What needs to be done>
Filter on the word "green": copy each matching line from the listing below.

Material supplied>
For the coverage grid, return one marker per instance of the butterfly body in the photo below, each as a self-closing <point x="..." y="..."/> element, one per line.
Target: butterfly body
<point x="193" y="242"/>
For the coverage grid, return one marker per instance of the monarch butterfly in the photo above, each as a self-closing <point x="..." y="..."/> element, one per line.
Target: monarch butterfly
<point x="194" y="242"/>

--

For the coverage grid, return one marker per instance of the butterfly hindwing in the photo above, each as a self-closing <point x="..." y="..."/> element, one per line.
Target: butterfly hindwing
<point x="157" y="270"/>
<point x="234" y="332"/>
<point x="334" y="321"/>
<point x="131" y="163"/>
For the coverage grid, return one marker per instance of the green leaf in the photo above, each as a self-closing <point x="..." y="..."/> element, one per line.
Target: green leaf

--

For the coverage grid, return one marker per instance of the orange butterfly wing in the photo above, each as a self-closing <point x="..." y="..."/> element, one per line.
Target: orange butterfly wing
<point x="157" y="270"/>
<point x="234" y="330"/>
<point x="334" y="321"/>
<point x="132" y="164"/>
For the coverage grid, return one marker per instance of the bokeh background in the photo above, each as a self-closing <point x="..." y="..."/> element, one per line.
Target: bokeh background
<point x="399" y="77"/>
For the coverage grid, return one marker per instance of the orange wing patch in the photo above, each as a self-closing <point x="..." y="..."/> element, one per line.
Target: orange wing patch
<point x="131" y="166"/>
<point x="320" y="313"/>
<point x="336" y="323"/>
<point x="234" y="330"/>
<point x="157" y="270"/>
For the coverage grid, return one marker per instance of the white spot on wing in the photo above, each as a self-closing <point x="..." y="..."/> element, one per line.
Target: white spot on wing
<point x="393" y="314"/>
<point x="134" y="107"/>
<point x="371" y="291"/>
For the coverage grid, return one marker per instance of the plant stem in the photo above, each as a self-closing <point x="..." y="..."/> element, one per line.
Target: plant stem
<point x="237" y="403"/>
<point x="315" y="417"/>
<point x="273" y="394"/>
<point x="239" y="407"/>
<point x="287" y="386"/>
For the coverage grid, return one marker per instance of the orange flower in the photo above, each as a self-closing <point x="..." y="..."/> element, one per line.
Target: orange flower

Output for this task>
For the coverage grid, return one marker per instance of the green leaf in the photo above, each as a self-closing <point x="..." y="..."/> element, one per line.
Target: green leaf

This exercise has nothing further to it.